§ **REQUISITOS**
**a.** Según el texto, ¿cuántos artistas participaron en el Tomo 3 de «Colombia y el arte. Homenaje a Enrique Grau»?
**b.** Cita del texto, sin cambiar nada, el pasaje comprendido entre "Omar Toro expone" y "estado de gravedad.", ambos incluidos.

§ **TEXTO PROPORCIONADO**
····················
Rubén López Rodrigué

Acerca del libro Colombia y el arte. Homenaje a Enrique Grau, Tomo 3, editado recientemente por la Fundación Enrique Grau, con sede en Bogotá, con la participación de 47 artistas de Colombia y del exterior, entre ellos el antioqueño Omar Toro, comentado en el presente texto, hemos decido publicar este (con el atenuante que se trata de fragmentos, extractados de un ensayo, publicados en un plegable para una exposición de pintura en Medellín, de ahí su carácter fragmentario) por las siguientes razones. Para empezar, no respetaron el seudónimo del autor («Rodrigué»), con el cual es conocido en diversos medios nacionales y del exterior. Cambiaron palabras, omitieron otras, suprimieron y modificaron puntuación, eliminaron los párrafos finales. ¿Para qué un mensaje que, como masa amorfa, no llega al lector? El autor nunca fue consultado para verificar que en la digitación de su texto no hubiese sido alterado, como en efecto sucedió.
Alguna vez supimos de un científico que olvidó el día de su matrimonio por estar concentrado en su trabajo de laboratorio. Y al parecer los editores del mencionado y lujoso libro todavía creen en el cuento de «Una imagen vale más que mil palabras», todavía piensan que la imagen lo incluye todo y por lo tanto no hay que leer nada —eso se lo escuchamos decir a un pintor radicado en Medellín. ¿Cuántos autores habrán recibido semejante afrenta, con la que se los hace aparecer como malos escritores?

♣♣♣


Omar Toro expone en su obra la atmósfera de la ciudad, no digamos mediante una exactitud representativa, pues allí no hay fidelidad topográfica ni episodios anecdóticos, sino de manera simbólica, por ejemplo en Electro de Medellín pinta las curvas que atraviesan la ciudad enferma, violenta, desprovista de amor y respeto, mejor dicho, en estado de gravedad.
····················
§ **INFORMACIÓN PROPORCIONADA**
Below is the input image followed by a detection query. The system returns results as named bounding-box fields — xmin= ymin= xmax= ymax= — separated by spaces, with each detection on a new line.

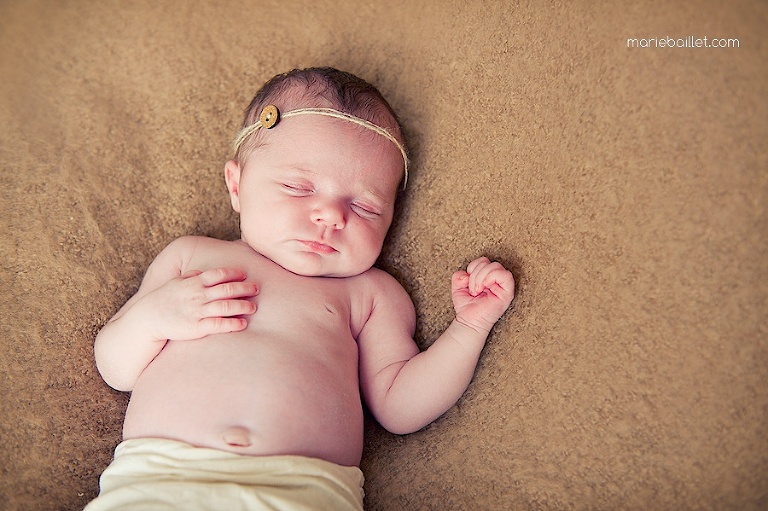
····················
§ **RESPUESTAS POR TAREA**
**a.** Participaron 47 artistas de Colombia y del exterior.

**b.**
Omar Toro expone en su obra la atmósfera de la ciudad, no digamos mediante una exactitud representativa, pues allí no hay fidelidad topográfica ni episodios anecdóticos, sino de manera simbólica, por ejemplo en Electro de Medellín pinta las curvas que atraviesan la ciudad enferma, violenta, desprovista de amor y respeto, mejor dicho, en estado de gravedad.